*** Opening INPUT ***

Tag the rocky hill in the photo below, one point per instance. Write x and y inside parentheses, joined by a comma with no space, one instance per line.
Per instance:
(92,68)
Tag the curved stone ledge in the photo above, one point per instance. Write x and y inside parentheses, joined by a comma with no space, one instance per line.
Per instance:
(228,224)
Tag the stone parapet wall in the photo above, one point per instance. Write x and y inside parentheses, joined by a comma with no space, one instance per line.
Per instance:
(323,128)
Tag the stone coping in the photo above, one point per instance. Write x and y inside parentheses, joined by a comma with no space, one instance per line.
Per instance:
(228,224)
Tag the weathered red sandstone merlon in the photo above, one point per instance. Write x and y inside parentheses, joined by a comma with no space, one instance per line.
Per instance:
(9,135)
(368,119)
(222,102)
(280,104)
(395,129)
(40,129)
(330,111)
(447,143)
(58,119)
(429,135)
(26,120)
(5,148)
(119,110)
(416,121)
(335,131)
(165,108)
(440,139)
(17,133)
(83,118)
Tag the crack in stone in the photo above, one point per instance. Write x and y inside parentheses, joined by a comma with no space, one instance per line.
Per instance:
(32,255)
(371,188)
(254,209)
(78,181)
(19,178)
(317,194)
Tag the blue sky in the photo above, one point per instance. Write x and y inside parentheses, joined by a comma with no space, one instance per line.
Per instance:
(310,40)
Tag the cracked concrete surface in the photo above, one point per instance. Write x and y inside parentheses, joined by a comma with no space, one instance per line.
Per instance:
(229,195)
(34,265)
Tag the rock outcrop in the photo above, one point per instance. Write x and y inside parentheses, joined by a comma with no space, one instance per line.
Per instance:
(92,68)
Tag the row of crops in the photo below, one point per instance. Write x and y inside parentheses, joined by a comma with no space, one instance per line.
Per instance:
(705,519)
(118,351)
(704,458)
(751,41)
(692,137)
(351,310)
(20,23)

*** Closing INPUT ***

→ ACTIVITY:
When the line containing "Tag the cracked" is found in the records above, restate it and every later line word for word through the last one, and nothing more.

→ YOUR SOLUTION:
Tag the cracked concrete surface in the photo above, one point per instance. Write x and y inside parentheses, joined by a comma with no space, one instance per line.
Per instance:
(229,195)
(34,265)
Tag the rock outcrop in the photo above, one point per instance. Write x and y inside parentheses, joined by a comma with no space, one instance per line.
Per instance:
(92,68)
Tag the row of crops in the photo below, one point per instance. Write x and y inside parentheses, joined by a comma with no space, one instance per line.
Per instance:
(705,519)
(118,351)
(704,458)
(751,41)
(692,137)
(351,310)
(20,23)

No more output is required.